(Stored data entries)
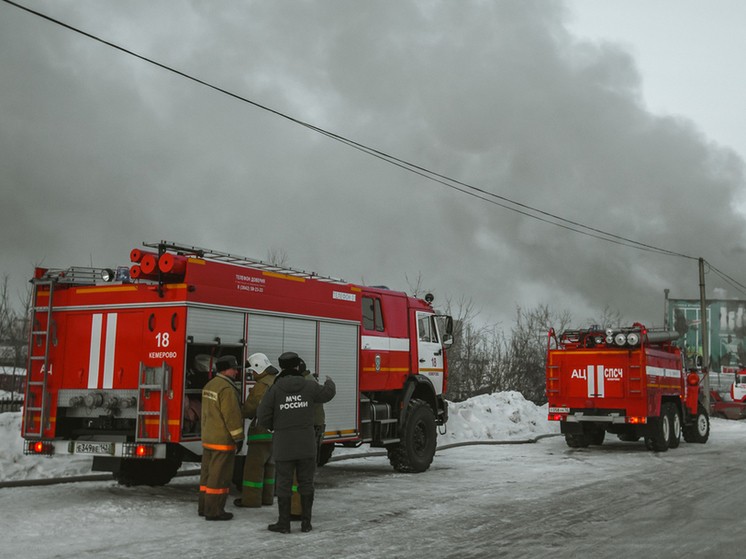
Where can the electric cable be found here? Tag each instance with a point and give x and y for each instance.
(454, 184)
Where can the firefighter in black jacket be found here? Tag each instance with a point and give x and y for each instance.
(222, 438)
(287, 408)
(318, 427)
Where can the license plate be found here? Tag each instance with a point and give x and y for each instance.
(94, 448)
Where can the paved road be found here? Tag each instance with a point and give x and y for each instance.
(540, 500)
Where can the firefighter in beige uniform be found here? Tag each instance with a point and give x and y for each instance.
(259, 468)
(222, 438)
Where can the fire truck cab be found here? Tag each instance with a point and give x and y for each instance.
(118, 357)
(629, 382)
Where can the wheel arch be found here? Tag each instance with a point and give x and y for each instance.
(417, 386)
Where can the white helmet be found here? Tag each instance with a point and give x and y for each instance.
(258, 363)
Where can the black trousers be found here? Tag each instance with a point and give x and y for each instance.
(304, 470)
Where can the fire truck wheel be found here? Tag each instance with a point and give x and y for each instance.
(699, 431)
(325, 452)
(674, 434)
(660, 429)
(415, 451)
(146, 472)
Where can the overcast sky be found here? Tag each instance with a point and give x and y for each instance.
(623, 116)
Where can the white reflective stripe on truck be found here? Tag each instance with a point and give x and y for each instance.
(381, 343)
(595, 381)
(111, 339)
(93, 360)
(661, 372)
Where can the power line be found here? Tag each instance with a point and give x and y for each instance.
(496, 199)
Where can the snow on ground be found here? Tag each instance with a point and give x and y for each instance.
(503, 416)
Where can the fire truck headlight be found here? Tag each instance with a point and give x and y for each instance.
(135, 450)
(45, 448)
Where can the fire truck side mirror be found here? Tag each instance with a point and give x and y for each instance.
(448, 335)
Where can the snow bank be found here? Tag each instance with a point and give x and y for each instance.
(499, 416)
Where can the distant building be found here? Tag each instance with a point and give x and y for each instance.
(726, 321)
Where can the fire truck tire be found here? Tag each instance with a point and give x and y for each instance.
(674, 434)
(699, 431)
(325, 453)
(146, 472)
(660, 432)
(418, 438)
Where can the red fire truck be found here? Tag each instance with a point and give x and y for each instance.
(630, 382)
(118, 357)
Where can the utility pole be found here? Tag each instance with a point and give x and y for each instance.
(703, 330)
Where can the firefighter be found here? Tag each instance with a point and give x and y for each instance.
(222, 438)
(318, 427)
(287, 409)
(259, 468)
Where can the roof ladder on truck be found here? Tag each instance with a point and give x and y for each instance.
(37, 400)
(153, 380)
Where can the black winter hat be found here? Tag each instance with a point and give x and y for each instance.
(227, 362)
(289, 360)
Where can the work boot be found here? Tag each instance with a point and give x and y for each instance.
(306, 504)
(283, 522)
(222, 516)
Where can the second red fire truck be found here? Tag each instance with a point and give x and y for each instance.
(630, 382)
(118, 357)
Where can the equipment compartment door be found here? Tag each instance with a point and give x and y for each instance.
(429, 350)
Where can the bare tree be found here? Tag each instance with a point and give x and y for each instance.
(476, 357)
(528, 350)
(415, 286)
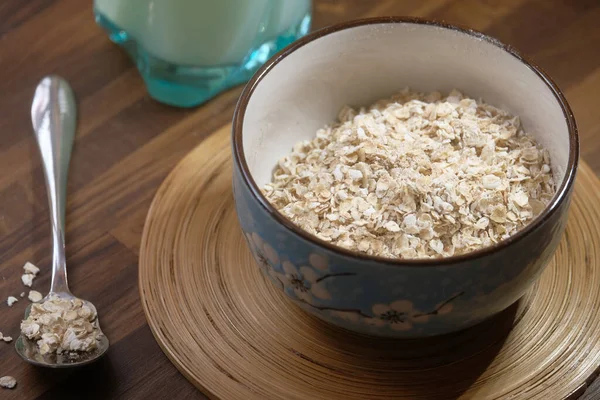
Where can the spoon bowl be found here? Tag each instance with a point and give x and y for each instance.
(53, 115)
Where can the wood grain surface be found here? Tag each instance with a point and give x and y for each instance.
(127, 144)
(237, 337)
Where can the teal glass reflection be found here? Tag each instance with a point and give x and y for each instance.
(188, 51)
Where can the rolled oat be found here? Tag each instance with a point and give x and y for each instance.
(415, 176)
(61, 325)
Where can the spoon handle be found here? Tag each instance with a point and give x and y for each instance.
(53, 114)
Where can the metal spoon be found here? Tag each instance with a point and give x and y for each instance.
(53, 114)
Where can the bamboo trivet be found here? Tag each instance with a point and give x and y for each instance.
(236, 337)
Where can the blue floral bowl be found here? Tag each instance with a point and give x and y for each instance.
(303, 87)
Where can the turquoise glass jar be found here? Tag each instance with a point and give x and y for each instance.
(188, 51)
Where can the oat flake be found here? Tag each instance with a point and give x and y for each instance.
(415, 176)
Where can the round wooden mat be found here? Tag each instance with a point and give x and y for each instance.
(236, 337)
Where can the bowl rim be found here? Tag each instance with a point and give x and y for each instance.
(560, 195)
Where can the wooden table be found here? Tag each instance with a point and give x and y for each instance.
(127, 144)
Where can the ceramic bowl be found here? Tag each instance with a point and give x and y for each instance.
(302, 89)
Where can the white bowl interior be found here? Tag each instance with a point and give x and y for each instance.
(360, 65)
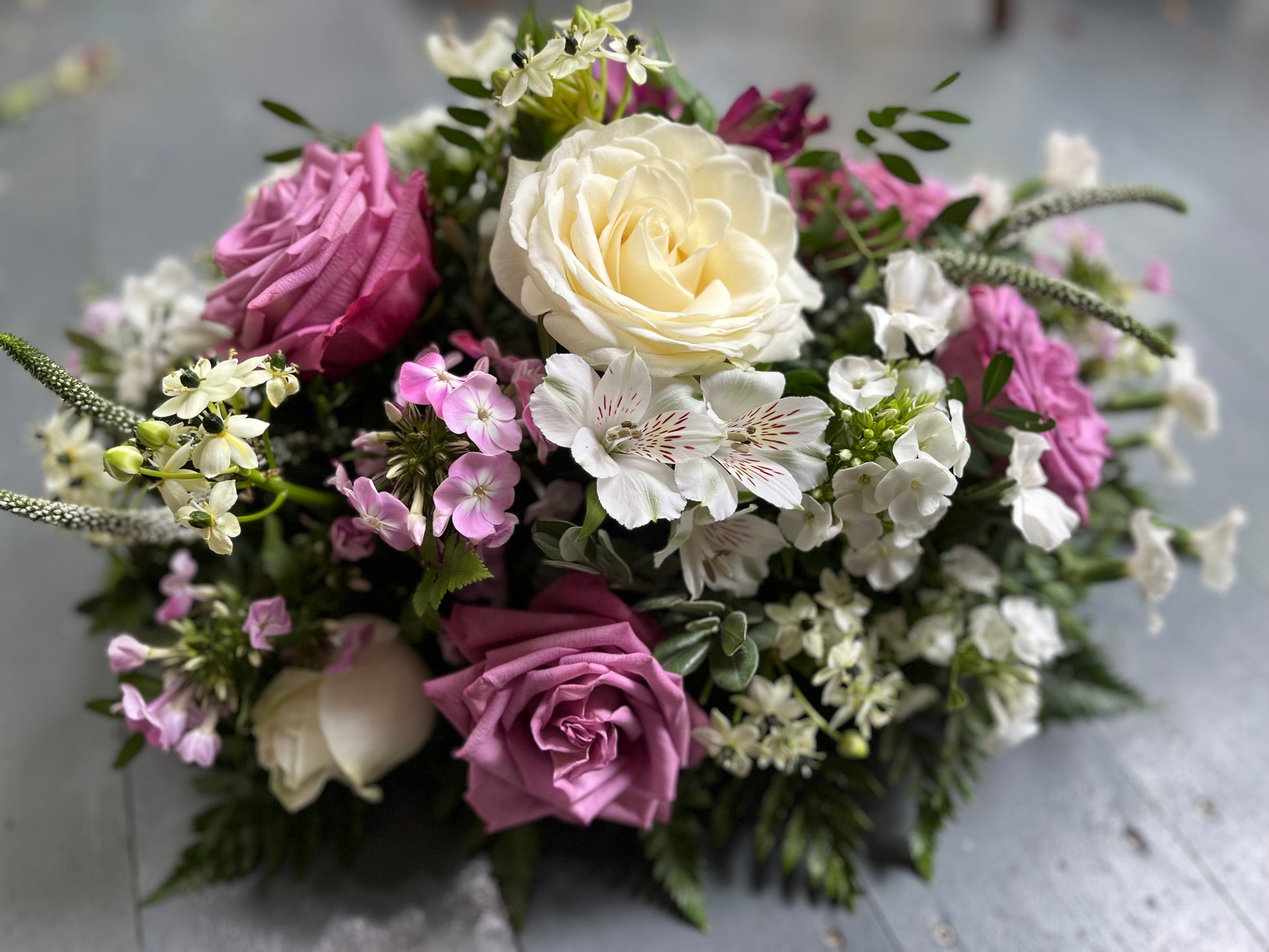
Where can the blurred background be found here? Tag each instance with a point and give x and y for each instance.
(1150, 832)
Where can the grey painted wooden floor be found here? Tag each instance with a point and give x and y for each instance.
(1146, 833)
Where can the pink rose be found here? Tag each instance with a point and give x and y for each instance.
(1045, 380)
(565, 710)
(330, 265)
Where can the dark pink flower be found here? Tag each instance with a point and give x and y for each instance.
(778, 125)
(566, 711)
(1045, 380)
(330, 265)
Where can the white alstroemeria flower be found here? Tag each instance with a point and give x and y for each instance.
(886, 563)
(771, 445)
(476, 60)
(218, 450)
(1041, 516)
(861, 382)
(971, 569)
(920, 305)
(1037, 639)
(725, 556)
(732, 745)
(940, 434)
(1073, 162)
(1216, 546)
(211, 518)
(809, 527)
(192, 389)
(990, 632)
(636, 59)
(1152, 564)
(532, 72)
(1193, 396)
(623, 433)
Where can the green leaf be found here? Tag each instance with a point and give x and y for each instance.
(515, 855)
(471, 87)
(130, 749)
(460, 567)
(944, 116)
(924, 140)
(996, 376)
(900, 168)
(286, 155)
(469, 117)
(286, 112)
(734, 672)
(595, 513)
(734, 629)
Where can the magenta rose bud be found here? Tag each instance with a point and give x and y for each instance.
(778, 125)
(1045, 380)
(565, 710)
(330, 265)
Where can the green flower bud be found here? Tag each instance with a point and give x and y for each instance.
(154, 433)
(123, 462)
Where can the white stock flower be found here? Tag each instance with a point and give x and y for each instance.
(1216, 546)
(971, 569)
(1041, 516)
(920, 305)
(809, 527)
(623, 433)
(861, 382)
(1037, 639)
(351, 726)
(725, 556)
(676, 245)
(1073, 162)
(1191, 395)
(1152, 564)
(771, 445)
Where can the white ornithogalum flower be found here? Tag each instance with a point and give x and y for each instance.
(938, 433)
(990, 632)
(732, 745)
(1216, 546)
(769, 445)
(637, 61)
(725, 556)
(886, 563)
(192, 389)
(476, 60)
(1192, 396)
(769, 700)
(971, 569)
(861, 382)
(809, 527)
(920, 305)
(799, 626)
(848, 606)
(623, 433)
(1041, 516)
(222, 443)
(1152, 564)
(532, 71)
(1073, 162)
(1037, 639)
(210, 516)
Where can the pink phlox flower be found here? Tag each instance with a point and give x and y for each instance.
(267, 619)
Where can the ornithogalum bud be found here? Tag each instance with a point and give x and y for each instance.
(154, 433)
(123, 462)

- [WHAT IS REQUIRED] Every entry is to be transcribed exactly, but the pictures are to be left out.

- [ANSWER BOX]
Where can the electric cable be found here? Tag each instance with a point and give x and y for each instance.
(454, 184)
Where can the firefighter in black jacket be found here? Tag each instance with a point and give x and y for each instance.
(222, 438)
(287, 408)
(318, 427)
Where can the license plate be found here? Tag each instance with a point and give x and y for each instance.
(94, 448)
Where can the paved road be found here? Tag each instance with a point and give x and y for each instance.
(540, 500)
Where can the firefighter in beige uniform be found here? Tag each instance with a point and give x and y for each instance.
(259, 468)
(222, 438)
Where can the fire truck cab be found here? Tag each instance with a point and give x and y for each instance.
(118, 357)
(629, 382)
Where can the wheel arch be found here? Tag each instance with a point and give x and y for each instance.
(417, 386)
Where can the white helmet be found here? Tag each instance with a point and give x and y for each instance.
(258, 363)
Where can the black trousers be found here? Tag each instance with a point and give x and y for each instance.
(304, 470)
Where can the fire truck wheel be found here? Tag each instance with a point and give x and y for each instance.
(699, 431)
(325, 452)
(674, 434)
(660, 429)
(415, 451)
(146, 472)
Where can the overcast sky be found here? Tag each instance with a point and give x and y for each instance.
(623, 116)
Where can the white reflective stripe on truck be found here? Tag each instance with a point and give x and y for each instance.
(381, 343)
(595, 381)
(111, 339)
(93, 360)
(661, 372)
Where can the power line be found here? Tag each instance with a point and give x and y for each instance.
(496, 199)
Where can the snow on ground be found here? Tag each instance with a point and give x and y for each instance.
(503, 416)
Where can the fire truck headlight be found here? Tag each instance with a point and give x and y for each instance.
(135, 450)
(45, 448)
Where can the fire truck side mirror be found here? Tag each instance with a point and give x and y for each instance.
(448, 335)
Where can the snow bank be found here? Tag each instance with a point and give x and y for each instance.
(499, 416)
Where can the distant building be found here? Tag each instance with a point and give x and y for each instance.
(726, 321)
Where can the fire truck tire be found here? Tag each instance with a point and give x and y for each instance.
(674, 434)
(699, 431)
(325, 453)
(146, 472)
(660, 432)
(418, 438)
Where can the red fire truck be found here? Tag each instance with a point and give x and y for each instance.
(630, 382)
(118, 357)
Where can the utility pole be found here? Tag each instance with a point and give x and y for each instance.
(703, 330)
Where can the firefighter be found here? Tag each instance with a point and give x and y for each instance.
(222, 438)
(318, 427)
(287, 409)
(259, 468)
Where can the roof ladder on truck be found here? Tag each instance with a point and give x and y for each instance.
(37, 400)
(153, 380)
Where can the black winter hat be found here? Tag each instance with a point and give x and y for each instance.
(227, 362)
(289, 360)
Where can the work boot be found here? Tag each instance with a point and give x and y for each instance.
(306, 504)
(283, 522)
(222, 516)
Where can the second red fire truck be found here? Tag each instance with a point and give x and y for each instance.
(630, 382)
(118, 357)
Where can the equipment compartment door be found here? Tag each instance with a point and give x and y for each instance.
(429, 350)
Where can the bare tree be found here? Tag each instance with a point and give x and y for each instance.
(476, 357)
(528, 350)
(415, 286)
Where can the spoon bowl be found here? Tag each instance with a point and give x and y for each instance.
(53, 115)
Where can the wood grain surface be found here? Tag each instance with a point and give x and y for each instance.
(127, 144)
(237, 337)
Where can the teal glass reflection be found here? Tag each instance with a point and give x and y for each instance.
(188, 51)
Where can the rolled oat be found here? Tag each instance with a point and give x and y for each instance.
(415, 176)
(61, 325)
Where can the spoon handle be found here? Tag each instance with a point and give x and y for each instance.
(53, 114)
Where can the metal spoon be found here? Tag each instance with a point and give x and y for each instance.
(53, 114)
Where can the bamboo trivet be found here? Tag each instance with a point and give x and y for each instance.
(236, 337)
Where can the blue floral bowl be found here? Tag each instance with a point and give x and y for each instance.
(303, 87)
Where can the turquoise glass jar be found here? Tag each instance with a point and give x and y for each instance.
(188, 51)
Where can the oat flake be found here? Tag each instance with a point and give x and y for each instance.
(415, 176)
Where can the round wooden mat be found here? Tag each instance with a point and give x and y for each instance.
(236, 337)
Where can the bowl rim be found here? Tag each instance with a point and give x and y for each instance.
(560, 195)
Where can the wooden table be found here? Tag each instance with a point and give x and y for each instance.
(127, 144)
Where can the ceramic bowl be found here? Tag each instance with a point and give x and y for each instance.
(302, 89)
Where can the white bowl interior be found here? Tag each instance with a point and give x and y for each instance.
(360, 65)
Where can the blurred background be found here? Tag each instance with a point and give x and y for each instance.
(1150, 832)
Where can the grey painted wooden floor be found here? Tag each instance with a point and give x and y for each instance.
(1146, 833)
Where can the pink rose be found here? Tag each instance with a point and give x and y for each instance.
(1045, 380)
(565, 710)
(330, 265)
Where can the dark pink flower be found here? Tag each instance with a point and give x and y for each instance.
(778, 125)
(566, 711)
(1045, 380)
(330, 265)
Where can the white alstroemeria flower be found here? Tag each instance with a point and give x and y for each instance.
(886, 563)
(771, 445)
(476, 60)
(218, 450)
(1041, 516)
(861, 382)
(971, 569)
(920, 305)
(1037, 639)
(725, 556)
(732, 745)
(940, 434)
(1073, 162)
(1216, 546)
(211, 518)
(809, 527)
(192, 389)
(990, 632)
(636, 59)
(1152, 564)
(532, 72)
(1193, 396)
(623, 433)
Where can the green leaf be found here? Tag each instance with a point and give x and y for each instance.
(515, 855)
(471, 87)
(130, 749)
(460, 567)
(944, 116)
(924, 140)
(996, 376)
(900, 168)
(286, 155)
(469, 117)
(286, 112)
(734, 672)
(595, 513)
(734, 629)
Where can the magenta rose bud be found here? Tag each instance with a point and give x and y for each instance.
(778, 125)
(1045, 380)
(565, 710)
(330, 265)
Where can the green flower bud be found here? Tag each instance with a point and give x and y for each instance.
(154, 433)
(123, 462)
Where can the white stock flower be found here? Tag each instance with a point and give x and y for each instance.
(1216, 546)
(971, 569)
(1041, 516)
(920, 305)
(809, 527)
(623, 433)
(861, 382)
(1037, 639)
(351, 726)
(725, 556)
(676, 245)
(1073, 162)
(1191, 395)
(1152, 564)
(771, 445)
Where can the white ornithogalum flower be found here? Tag each instance with a point and give x and y for each instance.
(938, 433)
(990, 632)
(732, 745)
(1216, 546)
(769, 445)
(637, 61)
(725, 556)
(886, 563)
(192, 389)
(476, 60)
(1192, 396)
(769, 700)
(971, 569)
(861, 382)
(809, 527)
(920, 305)
(799, 626)
(848, 606)
(623, 433)
(1041, 516)
(222, 443)
(1152, 564)
(532, 71)
(1073, 162)
(1037, 639)
(210, 516)
Where can the pink phlox flower be found here? Tag each instance with a point and give x and y for each instance.
(267, 619)
Where can the ornithogalum bud be found here? Tag each instance with a point and give x and y for each instance.
(154, 433)
(123, 462)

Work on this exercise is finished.